▶ _Set task_: Print verbatim every line starting at the one that contains "this form: (687,123)." and ending at the final line of the records; include both endpoints.

▶ _Information provided_:
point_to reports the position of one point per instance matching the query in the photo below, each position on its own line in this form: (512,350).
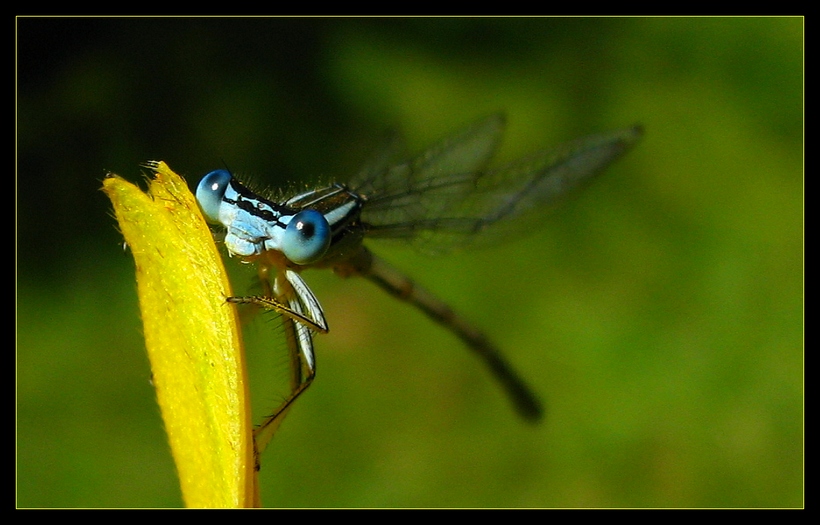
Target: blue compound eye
(209,193)
(307,237)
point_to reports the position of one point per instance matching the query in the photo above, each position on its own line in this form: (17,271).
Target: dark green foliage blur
(659,313)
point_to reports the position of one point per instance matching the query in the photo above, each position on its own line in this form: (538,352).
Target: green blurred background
(659,314)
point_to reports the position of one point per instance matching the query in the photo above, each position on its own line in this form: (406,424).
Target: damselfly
(447,197)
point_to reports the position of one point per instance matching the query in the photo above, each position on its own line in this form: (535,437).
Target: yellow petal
(193,339)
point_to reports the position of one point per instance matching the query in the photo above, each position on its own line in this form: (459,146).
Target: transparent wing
(441,199)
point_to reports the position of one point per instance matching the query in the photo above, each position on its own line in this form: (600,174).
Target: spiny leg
(301,317)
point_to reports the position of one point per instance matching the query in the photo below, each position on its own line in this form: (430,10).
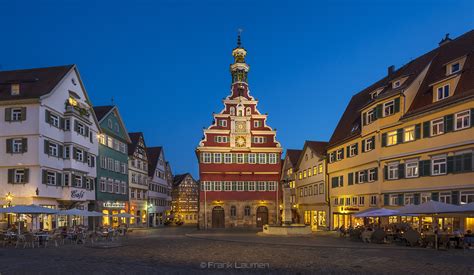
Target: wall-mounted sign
(77,194)
(114,204)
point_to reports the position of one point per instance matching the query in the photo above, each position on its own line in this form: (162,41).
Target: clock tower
(239,159)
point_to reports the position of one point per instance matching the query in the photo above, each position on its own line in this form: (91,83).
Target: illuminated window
(370,116)
(462,120)
(227,158)
(456,67)
(437,127)
(388,108)
(206,157)
(251,186)
(411,169)
(438,166)
(262,158)
(442,92)
(392,171)
(240,158)
(252,158)
(409,134)
(217,157)
(409,199)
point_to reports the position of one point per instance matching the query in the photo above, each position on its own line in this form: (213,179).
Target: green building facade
(112,165)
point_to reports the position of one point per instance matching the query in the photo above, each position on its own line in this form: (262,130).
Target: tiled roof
(153,154)
(101,111)
(293,155)
(319,147)
(178,179)
(350,125)
(459,47)
(34,83)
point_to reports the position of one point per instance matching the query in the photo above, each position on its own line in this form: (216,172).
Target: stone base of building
(294,229)
(235,213)
(314,215)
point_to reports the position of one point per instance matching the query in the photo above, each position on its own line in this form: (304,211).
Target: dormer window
(442,92)
(454,68)
(15,89)
(375,94)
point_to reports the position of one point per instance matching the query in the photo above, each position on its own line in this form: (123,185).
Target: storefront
(110,209)
(317,219)
(138,209)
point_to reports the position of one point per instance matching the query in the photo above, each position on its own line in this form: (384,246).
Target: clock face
(240,126)
(240,141)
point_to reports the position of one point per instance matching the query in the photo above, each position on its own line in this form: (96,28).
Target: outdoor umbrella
(467,207)
(78,212)
(27,209)
(382,212)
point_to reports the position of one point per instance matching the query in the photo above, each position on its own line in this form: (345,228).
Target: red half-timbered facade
(239,160)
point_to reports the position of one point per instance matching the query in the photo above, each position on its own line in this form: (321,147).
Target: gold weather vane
(239,43)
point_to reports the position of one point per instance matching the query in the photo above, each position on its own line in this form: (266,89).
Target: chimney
(445,40)
(390,70)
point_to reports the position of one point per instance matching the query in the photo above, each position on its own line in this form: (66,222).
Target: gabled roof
(153,154)
(134,139)
(349,125)
(34,83)
(293,155)
(102,111)
(178,179)
(456,48)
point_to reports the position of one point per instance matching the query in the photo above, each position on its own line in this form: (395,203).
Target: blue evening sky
(166,63)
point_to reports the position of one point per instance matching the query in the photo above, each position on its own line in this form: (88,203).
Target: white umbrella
(79,212)
(382,212)
(467,207)
(28,209)
(431,207)
(125,215)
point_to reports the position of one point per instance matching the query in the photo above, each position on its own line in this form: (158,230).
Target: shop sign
(77,194)
(114,204)
(349,209)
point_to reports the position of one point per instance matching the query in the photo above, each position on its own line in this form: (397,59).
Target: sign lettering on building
(114,204)
(77,194)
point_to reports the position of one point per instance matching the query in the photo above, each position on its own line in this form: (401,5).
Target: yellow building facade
(408,139)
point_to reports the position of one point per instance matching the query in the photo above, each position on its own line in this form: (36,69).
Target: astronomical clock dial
(240,141)
(240,126)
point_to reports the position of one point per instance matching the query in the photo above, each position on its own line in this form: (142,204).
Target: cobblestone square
(186,250)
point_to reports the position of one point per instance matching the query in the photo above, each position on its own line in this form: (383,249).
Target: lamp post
(9,198)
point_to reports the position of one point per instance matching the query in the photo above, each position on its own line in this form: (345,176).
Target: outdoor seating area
(61,236)
(431,225)
(17,235)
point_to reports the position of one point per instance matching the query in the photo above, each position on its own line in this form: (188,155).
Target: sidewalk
(317,239)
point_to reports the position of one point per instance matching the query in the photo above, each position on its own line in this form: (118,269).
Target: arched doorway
(262,216)
(218,217)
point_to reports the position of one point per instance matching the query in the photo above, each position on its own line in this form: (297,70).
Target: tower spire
(239,68)
(239,42)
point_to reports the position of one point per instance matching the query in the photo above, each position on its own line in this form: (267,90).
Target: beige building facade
(310,185)
(408,139)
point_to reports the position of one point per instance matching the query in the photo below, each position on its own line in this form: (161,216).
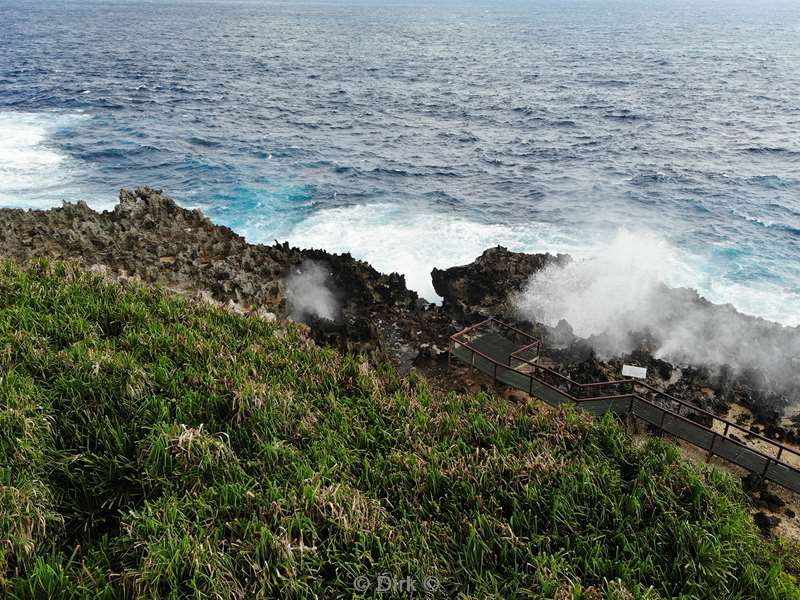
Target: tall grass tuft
(151,447)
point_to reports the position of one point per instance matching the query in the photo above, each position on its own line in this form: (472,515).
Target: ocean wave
(413,242)
(31,167)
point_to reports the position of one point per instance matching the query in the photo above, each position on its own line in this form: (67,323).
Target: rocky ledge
(351,306)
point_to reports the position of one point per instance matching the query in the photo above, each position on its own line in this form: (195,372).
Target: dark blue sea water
(415,134)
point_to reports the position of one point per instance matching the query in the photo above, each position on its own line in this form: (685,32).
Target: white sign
(631,371)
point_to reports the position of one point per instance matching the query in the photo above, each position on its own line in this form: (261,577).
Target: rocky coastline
(148,237)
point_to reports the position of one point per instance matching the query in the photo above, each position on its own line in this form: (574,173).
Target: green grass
(151,447)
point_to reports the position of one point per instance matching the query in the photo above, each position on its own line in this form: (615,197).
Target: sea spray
(622,290)
(309,294)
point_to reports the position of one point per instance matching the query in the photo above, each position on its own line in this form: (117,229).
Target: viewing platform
(515,358)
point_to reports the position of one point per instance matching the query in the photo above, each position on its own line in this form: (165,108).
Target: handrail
(774,445)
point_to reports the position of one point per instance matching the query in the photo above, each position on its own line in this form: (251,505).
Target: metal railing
(663,411)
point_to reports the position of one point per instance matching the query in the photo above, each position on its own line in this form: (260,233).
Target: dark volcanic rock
(766,523)
(149,237)
(486,286)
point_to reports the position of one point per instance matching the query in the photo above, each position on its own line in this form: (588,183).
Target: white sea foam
(393,238)
(413,242)
(33,173)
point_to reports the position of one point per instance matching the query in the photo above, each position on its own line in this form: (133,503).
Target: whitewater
(417,136)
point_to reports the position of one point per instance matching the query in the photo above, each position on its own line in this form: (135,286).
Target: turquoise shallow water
(416,134)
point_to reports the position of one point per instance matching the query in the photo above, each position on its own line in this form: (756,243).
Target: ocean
(416,134)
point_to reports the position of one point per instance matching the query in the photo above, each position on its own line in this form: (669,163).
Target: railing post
(711,449)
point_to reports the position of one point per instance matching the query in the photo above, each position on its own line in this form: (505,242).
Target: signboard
(631,371)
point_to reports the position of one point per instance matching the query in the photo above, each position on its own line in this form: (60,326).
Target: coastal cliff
(148,237)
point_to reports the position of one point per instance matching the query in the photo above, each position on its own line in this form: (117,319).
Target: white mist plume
(622,290)
(308,293)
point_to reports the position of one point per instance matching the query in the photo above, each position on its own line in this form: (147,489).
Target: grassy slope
(150,447)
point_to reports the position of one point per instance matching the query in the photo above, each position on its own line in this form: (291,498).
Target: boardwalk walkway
(514,358)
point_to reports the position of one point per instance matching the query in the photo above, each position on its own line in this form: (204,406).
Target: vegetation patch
(158,448)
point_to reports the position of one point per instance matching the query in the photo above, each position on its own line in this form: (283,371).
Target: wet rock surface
(147,236)
(486,287)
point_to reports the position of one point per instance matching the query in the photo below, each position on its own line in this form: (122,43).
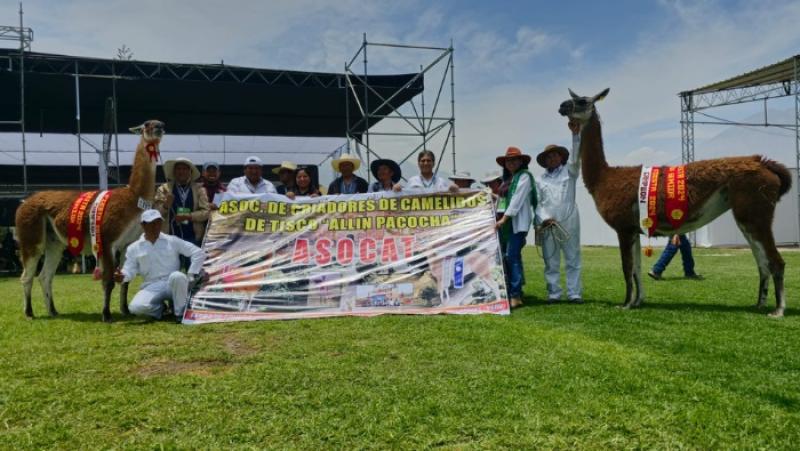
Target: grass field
(697,367)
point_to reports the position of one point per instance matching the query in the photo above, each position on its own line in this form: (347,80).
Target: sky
(514,60)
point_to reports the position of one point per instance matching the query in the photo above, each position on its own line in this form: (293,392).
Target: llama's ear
(601,96)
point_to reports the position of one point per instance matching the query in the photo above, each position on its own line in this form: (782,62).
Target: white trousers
(551,252)
(149,301)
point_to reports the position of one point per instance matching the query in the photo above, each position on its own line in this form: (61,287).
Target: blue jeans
(686,255)
(516,277)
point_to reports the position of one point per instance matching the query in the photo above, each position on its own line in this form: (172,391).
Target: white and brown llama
(41,224)
(749,186)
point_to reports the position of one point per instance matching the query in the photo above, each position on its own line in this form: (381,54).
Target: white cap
(150,215)
(252,160)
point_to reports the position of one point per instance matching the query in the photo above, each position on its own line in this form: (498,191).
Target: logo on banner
(75,232)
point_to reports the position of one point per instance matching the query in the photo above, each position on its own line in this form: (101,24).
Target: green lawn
(696,367)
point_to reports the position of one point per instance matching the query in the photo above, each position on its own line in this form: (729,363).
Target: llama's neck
(593,157)
(143,173)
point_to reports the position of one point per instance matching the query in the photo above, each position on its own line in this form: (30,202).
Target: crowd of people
(547,204)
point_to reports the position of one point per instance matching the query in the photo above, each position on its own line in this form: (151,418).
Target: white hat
(169,168)
(490,177)
(346,158)
(150,215)
(461,176)
(253,160)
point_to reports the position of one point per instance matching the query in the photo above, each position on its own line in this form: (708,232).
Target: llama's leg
(763,266)
(28,273)
(52,257)
(637,271)
(626,252)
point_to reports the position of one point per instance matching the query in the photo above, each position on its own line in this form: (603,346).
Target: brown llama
(749,186)
(41,224)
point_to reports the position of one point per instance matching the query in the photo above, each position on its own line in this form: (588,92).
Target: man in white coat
(156,256)
(558,219)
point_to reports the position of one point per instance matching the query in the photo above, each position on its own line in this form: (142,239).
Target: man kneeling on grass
(156,256)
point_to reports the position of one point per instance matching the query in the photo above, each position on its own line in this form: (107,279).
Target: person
(347,182)
(305,184)
(387,173)
(183,201)
(211,181)
(462,179)
(520,199)
(251,182)
(558,219)
(286,175)
(675,243)
(427,180)
(155,256)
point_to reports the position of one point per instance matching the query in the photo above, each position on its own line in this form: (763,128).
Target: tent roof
(780,72)
(192,99)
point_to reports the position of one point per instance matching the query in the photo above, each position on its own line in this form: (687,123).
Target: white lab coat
(556,192)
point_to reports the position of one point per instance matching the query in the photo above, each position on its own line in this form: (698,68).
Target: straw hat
(513,152)
(169,168)
(396,172)
(285,165)
(552,148)
(346,158)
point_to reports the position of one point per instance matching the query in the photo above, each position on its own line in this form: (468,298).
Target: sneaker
(654,275)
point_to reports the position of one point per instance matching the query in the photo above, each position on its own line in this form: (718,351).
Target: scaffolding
(427,127)
(778,80)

▶ _Exercise output_:
point_to reports the position of one point per instance matching the query in the photo above, each position on its own line in this form: (687,123).
Target: white lab coat
(556,192)
point_to reports the position of one point per instance matching the query in the photo above, each position on its own line in this form: (698,68).
Target: straw hat
(513,152)
(169,168)
(396,172)
(285,165)
(552,148)
(346,158)
point_to reports the position of one point per instance matching the query in the photo above, each position on its own line in this form: (468,298).
Target: sneaker
(654,275)
point_to reports the position of one point per instance matching the query in the photo above, each position on its own line in this form: (718,351).
Target: scaffolding
(427,127)
(778,80)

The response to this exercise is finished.